Можно привлечь его к ответственности, поднять шум. Но зачем? Его, наверное, не перевоспитаешь. Да и времени на это уйдет много. Бог с ним, простим, не заметим. Жалко ли мне сил, которые я потратил на него в свое время? Да нет, о прошедшем не жалеют. Он бывал у меня дома раз 400, ходил на все семинары, дарил свои книжки с восторженными надписями. Что с ним произошло? Не знаю. Наверное, психологический и творческий кризис. Бывает. Мне остается лишь пожелать ему пережить этот кризис.

Долго беседовал с Максимом Андреевичем Меньшиковым. Он уже многое сделал. Разработал план действий, написал руководство для менеджеров, наладил почту, контроль, ведет постоянно воспитательную работу с сотрудниками, сам учит их работать. Жаль, что ему трудно совмещать работу с учебой. Но научится.

Беседовал с Игорем Валентиновичем Мягковым, которого про себя всегда называю Некрасовым. Был у меня такой студент Игорь Валентинович Некрасов. Где он сейчас работает, не знаю. Они и внешне похожи. Игорь Валентинович Некрасов — талантливый человек, писал замечательно юмористические рассказы. Наверное, где-то работает.

Послал рекламу в газету «Округа». Дела наши идут лучше. Во вторник было 43 проданных лицензии, включая диски. Это уже хорошо. Как же сделать, чтобы каждый день хотя бы на одну проданную лицензию становилось больше? Сначала надо дойти до 50, а потом и до 100.

Четыре ночи. Или утра? Наверное, надо ложиться спать и на всякий случай принять «Нитронг».

Вспомнил докторов А. Я. Руду и С. В. Островского.

Это было давно. В 1976 году.

Мы ехали с Юрием Владимировичем Никулиным в его машине. И у меня сильно заболело сердце.

— Давай заедем в Институт кардиологии на Петроверикский переулок. Я попрошу — тебя сразу посмотрят.

Так и сделали.

Приехали, зашли в приемное отделение. Все увидели Никулина и заулыбались.

— Вот мой друг, что-то ему плохо с сердцем, посмотрите.

— Конечно, посмотрим, — сказал дежурный врач, и, уже обращаясь ко мне, добавил: — Раздевайтесь.

Сделали кардиограмму, тут же поставили диагноз: острый инфаркт. Быстро на каталку — и в реанимацию.

— Да я могу сам дойти, — возразил я.

— Вам нельзя разговаривать.

В реанимации мне измерили давление, прилепили различные проводочки, чтобы все движения сердца записывать и успокаивающе со мной поговорили.

— Если будете отвечать на мои вопросы, — проникновенно наставлял доктор, — говорите тихо и не двигайтесь. Судя по всему у вас острый инфаркт. Это хорошо, что Юрий Владимирович привез вас к нам. Сейчас мы возьмем анализ крови, последим за вами… Как вы себя чувствуете?

- ЗАДАНИЕ -
Напишите продолжение отрывка о поездке в Институт кардиологии, начав сразу после вопроса врача «Как вы себя чувствуете?».

- ИСХОДНЫЕ ДАННЫЕ -

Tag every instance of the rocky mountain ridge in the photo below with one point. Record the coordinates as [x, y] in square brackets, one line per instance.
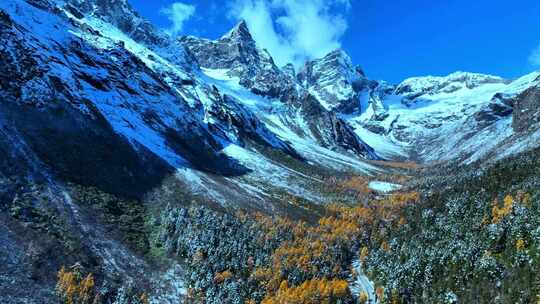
[108, 124]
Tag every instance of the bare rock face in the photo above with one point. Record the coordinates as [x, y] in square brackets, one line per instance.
[238, 53]
[526, 109]
[335, 82]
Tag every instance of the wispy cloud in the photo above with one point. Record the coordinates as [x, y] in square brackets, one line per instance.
[294, 30]
[178, 13]
[534, 58]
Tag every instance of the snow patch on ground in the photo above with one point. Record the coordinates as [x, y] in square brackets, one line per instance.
[384, 187]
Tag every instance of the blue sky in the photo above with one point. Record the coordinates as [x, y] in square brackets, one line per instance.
[391, 40]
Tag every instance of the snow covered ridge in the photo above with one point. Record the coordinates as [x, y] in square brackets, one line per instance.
[430, 85]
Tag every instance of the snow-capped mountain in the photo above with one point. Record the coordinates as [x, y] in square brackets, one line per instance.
[99, 109]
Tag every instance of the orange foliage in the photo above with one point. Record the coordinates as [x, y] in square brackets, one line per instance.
[310, 292]
[74, 290]
[221, 277]
[498, 213]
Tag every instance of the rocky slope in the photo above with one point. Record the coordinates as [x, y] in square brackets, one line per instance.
[124, 149]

- ОТВЕТ -
— Хорошо себя чувствую. Есть хочу.

— Подождите.

В реанимации я провел два дня. Самочувствие было хорошим. Но показания приборов не устраивали докторов.

Меня смотрел Евгений Иванович Чазов. Как-то сокрушенно изучая мою кардиограмму, он качал головой.

Через три дня к вечеру меня перевели в обычную палату. Там я сразу заснул. Спал долго. Утром проснулся, а около моей кровати шикарный стол: икра, балык, фрукты, натуральные соки…

Больной с соседней койки сказал:

— О, проснулся как раз к завтраку.

Чтобы в больнице так кормили!

Два дня у нас были фантастические завтраки, обеды и ужины. А на третий день дали обычную манную кашу, картофельное пюре с комками, кусок плохо пахнущей рыбы, мутный компот.

Оказывается, в нашей палате лежал директор одного из крупнейших гастрономов страны, но его выписали. И нас сразу стали кормить больничной едой.

Через неделю, когда врачи посмотрели мои старые кардиограммы, привезенные родными, выяснилось, что, скорее всего никакого острого инфаркта у меня нет.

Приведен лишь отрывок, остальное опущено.